## begin PROVIDED TEXT

These companies are ideologically very left leaning, and have been highly biased towards the Democratic Party in the US
throughout the Trump presidency.
For example, Facebook and Twitter removed the New York Post story about Hunter Biden’s alleged dirty dealings with Ukrainian businesses, at the height of the election in 2020, claiming variously that it is a hoax or that the story contains 'hacked' materials, neither of which is true. After Biden's victory however, it transpires that Hunter Biden is been actively investigated by the FBI. These same companies certainly did not ban articles about the alleged Trump-Russian collusion, which was shown to be a fabrication based on a fake dossier put together by a former British spy Christopher Steele, paid for by the Hillary Clinton campaign.
The
overwhelming power that the social media companies possess, in the age of
information, is not something that the world has not seen before. The US has
antitrust laws, implemented in 1890, ‘aimed at preserving free and unfettered
competition as the rule of trade’, in response to monopolies that arose as a
result of manufacturing booms. These monopolies got rid of competition and set
prices at the expense of consumers.
The
analogy is clear – think of the way that Google, Amazon and Apple colluded to get rid of their competitor platform
Parler. Like the railway monopoly in the 1880’s in the US that dictated the
pricing of the production, transportation and sale of all manners of goods, the
few social media companies like Facebook has monopolised the free-flow of
information, and even the frank exchange of opinions.
It
is heartening therefore to see that both aisles of Australian politics have
condemned the anti-democratic actions of Zuckerberg’s media goliath, and other countries have joined in. For, after all, why does
anyone let a company, created to rate photos of girls, run by a bunch of 20
something and 30 something Silicone Valley small ‘L’ liberal types, decide that
17 million Australians shall not be able to access news?
This
episode exemplifies what should have been done much earlier – that the US need
to have clearly written laws about the responsibilities and powers that these
social media companies may exercise, not only in America, but across the world.
Failing this, these monopolies should be broken up, so that our freedom not
only to speak, but to listen to other opinions, are not in the hands of
unelected, uniform-thinking social media czars.

## end PROVIDED TEXT
## begin EXCERPTED DATA

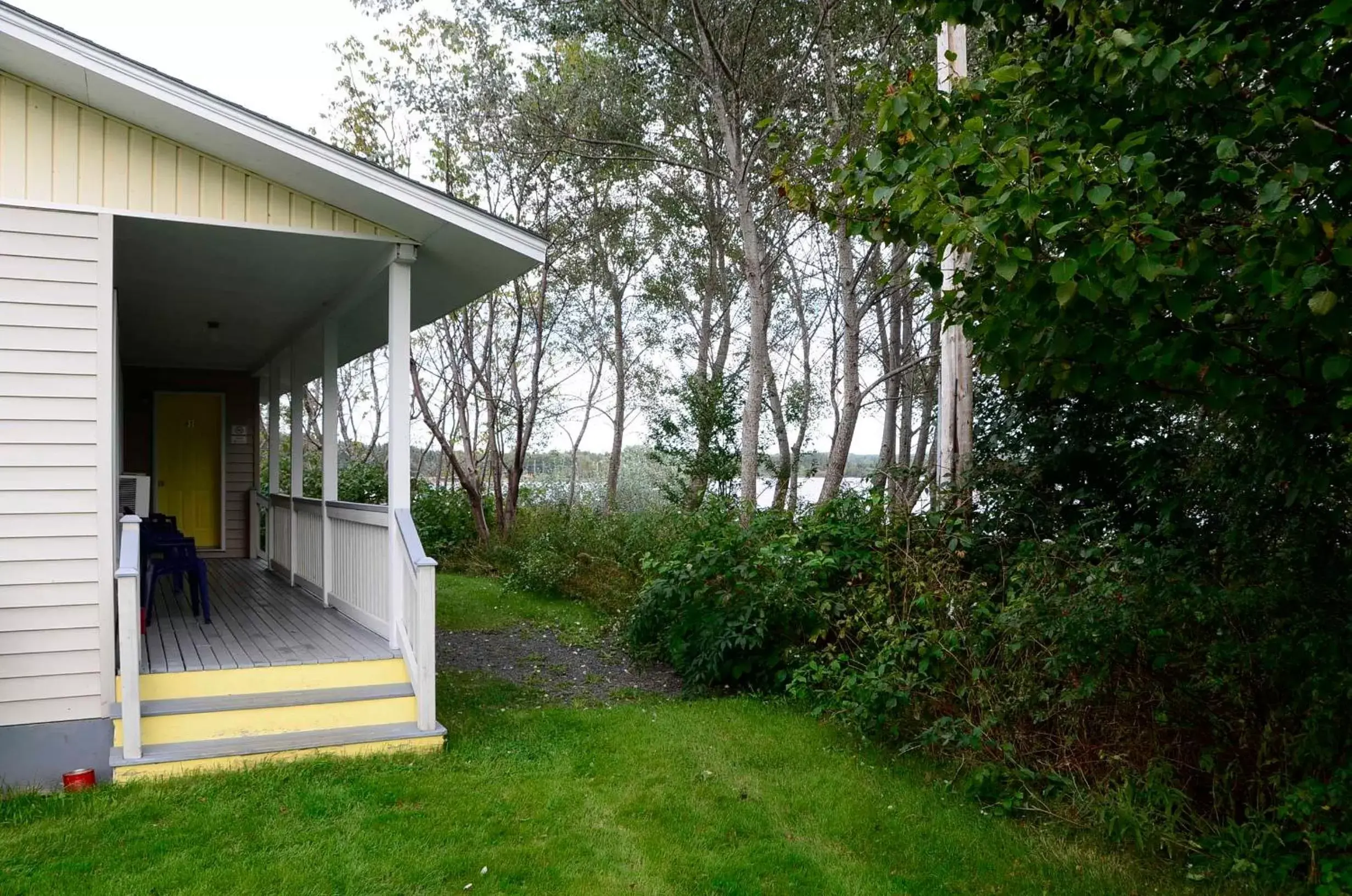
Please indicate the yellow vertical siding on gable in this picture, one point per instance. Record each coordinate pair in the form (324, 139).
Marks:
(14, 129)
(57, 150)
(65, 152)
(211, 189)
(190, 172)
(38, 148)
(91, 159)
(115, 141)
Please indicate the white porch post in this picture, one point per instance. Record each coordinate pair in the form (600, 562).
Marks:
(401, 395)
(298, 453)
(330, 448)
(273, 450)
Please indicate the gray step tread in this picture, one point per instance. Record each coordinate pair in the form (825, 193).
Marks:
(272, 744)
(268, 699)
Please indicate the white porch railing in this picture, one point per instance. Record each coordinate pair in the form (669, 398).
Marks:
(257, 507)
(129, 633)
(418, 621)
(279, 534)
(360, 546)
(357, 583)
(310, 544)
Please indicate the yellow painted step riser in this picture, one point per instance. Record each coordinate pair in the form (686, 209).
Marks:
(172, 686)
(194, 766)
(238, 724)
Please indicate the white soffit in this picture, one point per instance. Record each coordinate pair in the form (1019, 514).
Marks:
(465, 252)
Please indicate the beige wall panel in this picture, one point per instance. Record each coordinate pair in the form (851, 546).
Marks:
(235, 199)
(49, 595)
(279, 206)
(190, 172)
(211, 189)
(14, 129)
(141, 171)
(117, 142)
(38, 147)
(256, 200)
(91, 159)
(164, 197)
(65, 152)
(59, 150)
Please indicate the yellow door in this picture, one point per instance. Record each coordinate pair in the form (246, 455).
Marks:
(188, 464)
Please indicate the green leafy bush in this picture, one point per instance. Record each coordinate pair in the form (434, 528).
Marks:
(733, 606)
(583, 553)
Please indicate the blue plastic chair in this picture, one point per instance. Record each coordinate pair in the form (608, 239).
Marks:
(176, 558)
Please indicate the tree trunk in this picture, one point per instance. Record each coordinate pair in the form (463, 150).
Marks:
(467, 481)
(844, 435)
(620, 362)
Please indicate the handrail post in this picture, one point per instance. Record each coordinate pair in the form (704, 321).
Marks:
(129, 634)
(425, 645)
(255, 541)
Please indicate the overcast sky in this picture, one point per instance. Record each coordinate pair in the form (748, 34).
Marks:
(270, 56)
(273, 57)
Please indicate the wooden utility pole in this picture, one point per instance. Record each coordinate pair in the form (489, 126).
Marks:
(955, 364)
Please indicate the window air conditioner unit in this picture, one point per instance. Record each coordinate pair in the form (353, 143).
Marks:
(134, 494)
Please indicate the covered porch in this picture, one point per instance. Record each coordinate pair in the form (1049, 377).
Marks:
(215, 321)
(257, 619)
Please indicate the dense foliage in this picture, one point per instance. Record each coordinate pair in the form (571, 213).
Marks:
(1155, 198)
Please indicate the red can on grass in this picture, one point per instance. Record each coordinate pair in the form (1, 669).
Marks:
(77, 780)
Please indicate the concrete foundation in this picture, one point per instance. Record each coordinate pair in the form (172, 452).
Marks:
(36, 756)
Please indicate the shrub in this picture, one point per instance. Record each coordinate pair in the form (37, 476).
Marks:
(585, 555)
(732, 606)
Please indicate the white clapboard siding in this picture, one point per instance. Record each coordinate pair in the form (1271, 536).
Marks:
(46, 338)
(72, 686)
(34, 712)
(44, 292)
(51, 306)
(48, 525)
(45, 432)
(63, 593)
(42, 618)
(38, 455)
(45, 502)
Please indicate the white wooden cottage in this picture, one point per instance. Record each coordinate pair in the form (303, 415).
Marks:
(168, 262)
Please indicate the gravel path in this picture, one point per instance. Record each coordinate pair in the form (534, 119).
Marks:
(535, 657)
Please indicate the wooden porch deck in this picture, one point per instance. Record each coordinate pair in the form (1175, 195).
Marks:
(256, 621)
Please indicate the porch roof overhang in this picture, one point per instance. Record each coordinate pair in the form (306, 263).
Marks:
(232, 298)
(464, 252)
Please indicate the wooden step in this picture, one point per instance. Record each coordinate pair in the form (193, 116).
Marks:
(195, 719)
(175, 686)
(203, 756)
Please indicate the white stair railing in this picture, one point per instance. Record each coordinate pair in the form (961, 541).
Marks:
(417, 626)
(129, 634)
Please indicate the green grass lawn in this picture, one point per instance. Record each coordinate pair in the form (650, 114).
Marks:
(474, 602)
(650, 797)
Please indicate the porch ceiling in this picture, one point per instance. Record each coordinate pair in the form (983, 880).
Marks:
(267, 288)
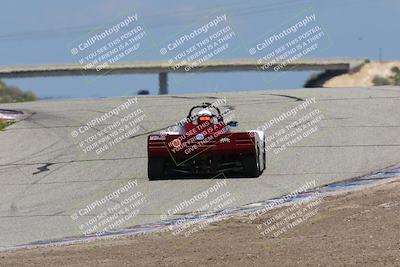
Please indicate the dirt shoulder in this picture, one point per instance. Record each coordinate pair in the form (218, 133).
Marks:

## end EXCERPTED DATA

WORK TO COMPLETE: Translate this sentence from the passage on social media monopolies into Spanish: "These monopolies got rid of competition and set prices at the expense of consumers."

RESPONSE: Estos monopolios eliminaron la competencia y fijaron los precios a costa de los consumidores.